• **Activity**
Exactly the lines from the one containing "the green tree" through the final line of the listing are to be retyped, and nothing more.

Start of Block

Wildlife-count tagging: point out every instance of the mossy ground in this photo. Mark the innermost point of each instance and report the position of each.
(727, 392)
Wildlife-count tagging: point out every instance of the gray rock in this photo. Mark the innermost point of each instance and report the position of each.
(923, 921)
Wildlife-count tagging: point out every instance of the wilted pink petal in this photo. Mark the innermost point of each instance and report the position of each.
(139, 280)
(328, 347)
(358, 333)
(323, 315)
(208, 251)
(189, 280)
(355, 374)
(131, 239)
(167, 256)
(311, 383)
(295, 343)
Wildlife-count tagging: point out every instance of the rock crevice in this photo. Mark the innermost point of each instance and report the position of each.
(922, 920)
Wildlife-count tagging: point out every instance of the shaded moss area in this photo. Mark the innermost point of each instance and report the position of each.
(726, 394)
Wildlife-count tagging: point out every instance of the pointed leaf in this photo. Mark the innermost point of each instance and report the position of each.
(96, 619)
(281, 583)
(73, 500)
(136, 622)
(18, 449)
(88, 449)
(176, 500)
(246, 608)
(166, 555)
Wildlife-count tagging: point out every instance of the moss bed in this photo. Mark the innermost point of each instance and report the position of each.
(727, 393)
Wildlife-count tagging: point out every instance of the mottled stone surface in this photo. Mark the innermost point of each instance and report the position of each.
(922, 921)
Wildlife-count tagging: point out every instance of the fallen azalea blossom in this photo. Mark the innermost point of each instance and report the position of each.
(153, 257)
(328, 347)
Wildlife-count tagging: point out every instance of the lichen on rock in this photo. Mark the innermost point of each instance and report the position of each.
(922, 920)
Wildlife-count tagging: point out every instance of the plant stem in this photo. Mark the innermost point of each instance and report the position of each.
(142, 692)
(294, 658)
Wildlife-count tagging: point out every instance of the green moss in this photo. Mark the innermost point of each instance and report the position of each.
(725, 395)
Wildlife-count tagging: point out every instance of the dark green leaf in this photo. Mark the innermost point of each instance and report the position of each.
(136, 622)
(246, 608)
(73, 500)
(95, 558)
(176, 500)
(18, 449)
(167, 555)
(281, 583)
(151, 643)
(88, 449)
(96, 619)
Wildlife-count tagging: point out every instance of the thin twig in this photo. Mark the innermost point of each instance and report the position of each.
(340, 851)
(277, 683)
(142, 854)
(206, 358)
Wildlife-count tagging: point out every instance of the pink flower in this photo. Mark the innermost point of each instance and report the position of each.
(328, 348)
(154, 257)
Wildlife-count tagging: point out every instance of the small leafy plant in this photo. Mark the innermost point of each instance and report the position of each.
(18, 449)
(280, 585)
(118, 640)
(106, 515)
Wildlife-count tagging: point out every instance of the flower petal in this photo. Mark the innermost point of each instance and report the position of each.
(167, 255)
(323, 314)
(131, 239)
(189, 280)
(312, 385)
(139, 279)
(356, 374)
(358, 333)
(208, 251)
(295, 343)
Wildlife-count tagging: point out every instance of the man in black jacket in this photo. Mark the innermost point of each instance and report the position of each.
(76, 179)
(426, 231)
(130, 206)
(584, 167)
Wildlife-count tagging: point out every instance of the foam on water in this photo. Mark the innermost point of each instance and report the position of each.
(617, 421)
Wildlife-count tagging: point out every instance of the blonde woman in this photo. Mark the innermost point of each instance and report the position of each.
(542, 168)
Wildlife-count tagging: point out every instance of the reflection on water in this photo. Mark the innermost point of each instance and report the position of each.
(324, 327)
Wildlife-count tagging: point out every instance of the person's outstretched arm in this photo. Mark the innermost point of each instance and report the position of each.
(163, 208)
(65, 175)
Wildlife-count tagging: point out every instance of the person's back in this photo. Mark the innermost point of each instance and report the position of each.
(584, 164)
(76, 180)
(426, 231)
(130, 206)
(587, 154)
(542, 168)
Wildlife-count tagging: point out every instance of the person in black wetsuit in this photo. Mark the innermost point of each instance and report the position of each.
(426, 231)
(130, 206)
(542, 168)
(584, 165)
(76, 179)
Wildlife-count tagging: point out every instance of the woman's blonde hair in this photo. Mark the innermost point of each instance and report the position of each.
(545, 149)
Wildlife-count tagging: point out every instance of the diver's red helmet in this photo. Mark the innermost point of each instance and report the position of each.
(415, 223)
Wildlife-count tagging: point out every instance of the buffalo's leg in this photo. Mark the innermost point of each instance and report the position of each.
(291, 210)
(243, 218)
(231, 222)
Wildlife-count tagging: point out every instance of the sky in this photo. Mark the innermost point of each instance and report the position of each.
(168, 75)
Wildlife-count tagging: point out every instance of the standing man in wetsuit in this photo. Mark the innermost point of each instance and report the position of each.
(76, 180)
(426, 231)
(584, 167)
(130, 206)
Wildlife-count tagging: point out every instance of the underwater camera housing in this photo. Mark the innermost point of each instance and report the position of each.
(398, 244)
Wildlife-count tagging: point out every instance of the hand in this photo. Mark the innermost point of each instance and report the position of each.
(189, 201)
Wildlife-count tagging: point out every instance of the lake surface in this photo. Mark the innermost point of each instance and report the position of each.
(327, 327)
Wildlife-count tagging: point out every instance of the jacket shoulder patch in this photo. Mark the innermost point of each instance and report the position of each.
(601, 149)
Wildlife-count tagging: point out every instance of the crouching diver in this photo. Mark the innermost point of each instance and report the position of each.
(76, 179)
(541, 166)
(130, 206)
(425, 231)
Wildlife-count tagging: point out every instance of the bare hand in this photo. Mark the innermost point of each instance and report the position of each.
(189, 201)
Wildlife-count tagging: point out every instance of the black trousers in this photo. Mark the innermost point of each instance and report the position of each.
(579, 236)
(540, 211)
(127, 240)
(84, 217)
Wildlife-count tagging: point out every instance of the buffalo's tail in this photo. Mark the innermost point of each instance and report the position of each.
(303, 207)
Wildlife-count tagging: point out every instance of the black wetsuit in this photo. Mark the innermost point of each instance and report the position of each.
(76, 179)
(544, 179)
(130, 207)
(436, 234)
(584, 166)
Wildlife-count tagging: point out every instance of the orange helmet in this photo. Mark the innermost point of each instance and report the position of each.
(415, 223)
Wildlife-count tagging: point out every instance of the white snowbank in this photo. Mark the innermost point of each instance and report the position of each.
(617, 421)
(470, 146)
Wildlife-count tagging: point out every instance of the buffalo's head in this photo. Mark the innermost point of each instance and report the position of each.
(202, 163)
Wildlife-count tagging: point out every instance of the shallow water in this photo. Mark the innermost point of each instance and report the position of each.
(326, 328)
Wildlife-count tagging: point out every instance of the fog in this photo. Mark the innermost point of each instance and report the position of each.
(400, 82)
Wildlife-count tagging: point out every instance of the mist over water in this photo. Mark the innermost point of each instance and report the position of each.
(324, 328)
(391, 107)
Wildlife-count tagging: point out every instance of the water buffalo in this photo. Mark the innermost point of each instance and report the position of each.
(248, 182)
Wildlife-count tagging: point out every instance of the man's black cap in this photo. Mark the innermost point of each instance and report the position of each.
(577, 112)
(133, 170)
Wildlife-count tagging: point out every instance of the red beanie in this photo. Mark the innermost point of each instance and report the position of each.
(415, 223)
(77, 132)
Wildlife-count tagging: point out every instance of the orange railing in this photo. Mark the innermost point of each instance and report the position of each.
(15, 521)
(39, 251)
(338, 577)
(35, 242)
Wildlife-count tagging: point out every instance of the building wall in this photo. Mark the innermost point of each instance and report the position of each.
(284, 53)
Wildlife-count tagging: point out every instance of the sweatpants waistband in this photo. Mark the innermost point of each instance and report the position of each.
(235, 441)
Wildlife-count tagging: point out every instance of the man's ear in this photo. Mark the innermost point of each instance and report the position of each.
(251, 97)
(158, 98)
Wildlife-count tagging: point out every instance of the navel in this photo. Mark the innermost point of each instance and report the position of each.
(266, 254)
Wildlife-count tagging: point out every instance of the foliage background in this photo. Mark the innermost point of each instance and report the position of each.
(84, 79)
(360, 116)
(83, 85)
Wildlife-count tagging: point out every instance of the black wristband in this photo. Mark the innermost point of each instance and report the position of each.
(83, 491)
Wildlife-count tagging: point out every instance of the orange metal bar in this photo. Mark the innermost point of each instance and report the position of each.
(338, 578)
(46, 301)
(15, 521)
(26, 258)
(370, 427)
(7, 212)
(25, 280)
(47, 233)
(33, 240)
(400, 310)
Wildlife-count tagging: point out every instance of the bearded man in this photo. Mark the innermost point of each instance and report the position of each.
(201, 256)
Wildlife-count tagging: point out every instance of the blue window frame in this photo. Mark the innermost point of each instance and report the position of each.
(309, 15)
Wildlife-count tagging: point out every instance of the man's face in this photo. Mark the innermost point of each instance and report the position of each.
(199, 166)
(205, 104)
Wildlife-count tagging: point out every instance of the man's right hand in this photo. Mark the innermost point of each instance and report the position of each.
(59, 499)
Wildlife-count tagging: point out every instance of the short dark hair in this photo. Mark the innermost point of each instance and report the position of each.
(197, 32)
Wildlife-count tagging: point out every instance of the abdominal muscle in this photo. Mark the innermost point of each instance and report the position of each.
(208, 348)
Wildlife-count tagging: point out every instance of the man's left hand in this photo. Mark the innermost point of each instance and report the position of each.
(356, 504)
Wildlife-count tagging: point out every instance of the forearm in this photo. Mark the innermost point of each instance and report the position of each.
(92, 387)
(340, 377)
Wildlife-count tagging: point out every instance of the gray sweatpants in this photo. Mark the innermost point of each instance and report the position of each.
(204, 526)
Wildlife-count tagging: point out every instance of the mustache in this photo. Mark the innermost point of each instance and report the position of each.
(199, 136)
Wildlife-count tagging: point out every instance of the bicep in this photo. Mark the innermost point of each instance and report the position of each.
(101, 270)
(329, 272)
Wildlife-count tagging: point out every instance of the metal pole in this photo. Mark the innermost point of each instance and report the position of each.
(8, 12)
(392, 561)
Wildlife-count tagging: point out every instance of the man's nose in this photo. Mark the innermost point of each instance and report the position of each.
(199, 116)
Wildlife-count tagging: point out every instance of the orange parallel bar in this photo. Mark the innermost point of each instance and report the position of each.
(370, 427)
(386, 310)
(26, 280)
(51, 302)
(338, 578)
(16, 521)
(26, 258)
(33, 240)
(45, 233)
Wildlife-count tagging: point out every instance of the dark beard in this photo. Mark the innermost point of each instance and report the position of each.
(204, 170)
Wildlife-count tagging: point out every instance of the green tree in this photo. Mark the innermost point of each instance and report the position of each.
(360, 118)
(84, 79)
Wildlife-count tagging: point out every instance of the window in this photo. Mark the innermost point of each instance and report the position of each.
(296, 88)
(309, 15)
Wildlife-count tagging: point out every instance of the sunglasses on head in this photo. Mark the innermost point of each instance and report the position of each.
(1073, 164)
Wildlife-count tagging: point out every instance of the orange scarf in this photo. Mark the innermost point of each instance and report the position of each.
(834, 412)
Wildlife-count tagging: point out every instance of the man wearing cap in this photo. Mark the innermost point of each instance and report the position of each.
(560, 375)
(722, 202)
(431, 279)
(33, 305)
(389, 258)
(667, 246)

End of Block

• **Exercise solution**
Wildlife-count tagging: point out every instance of the green tree in this photo. Mark the innermost point of each instance and report the position of each.
(360, 118)
(84, 79)
Wildlife-count tagging: point out every instance of the window in this photo. Mark the innermost point of each instance and report the position of each.
(296, 88)
(309, 15)
Wildlife-count tagging: point out every instance of the sunglasses on head in this photo. Mark the innermost point of each instance and report the position of each.
(1073, 164)
Wildlife-count tagging: point out every instance of the orange scarf in this photo. Mark the innermost point of each instance and report the position of each.
(834, 412)
Wildlife-count tagging: point out every instance of the man wearing cap in this photo. Mark the innermost point of each instance and report the position of each.
(560, 375)
(722, 202)
(431, 279)
(33, 305)
(389, 258)
(667, 246)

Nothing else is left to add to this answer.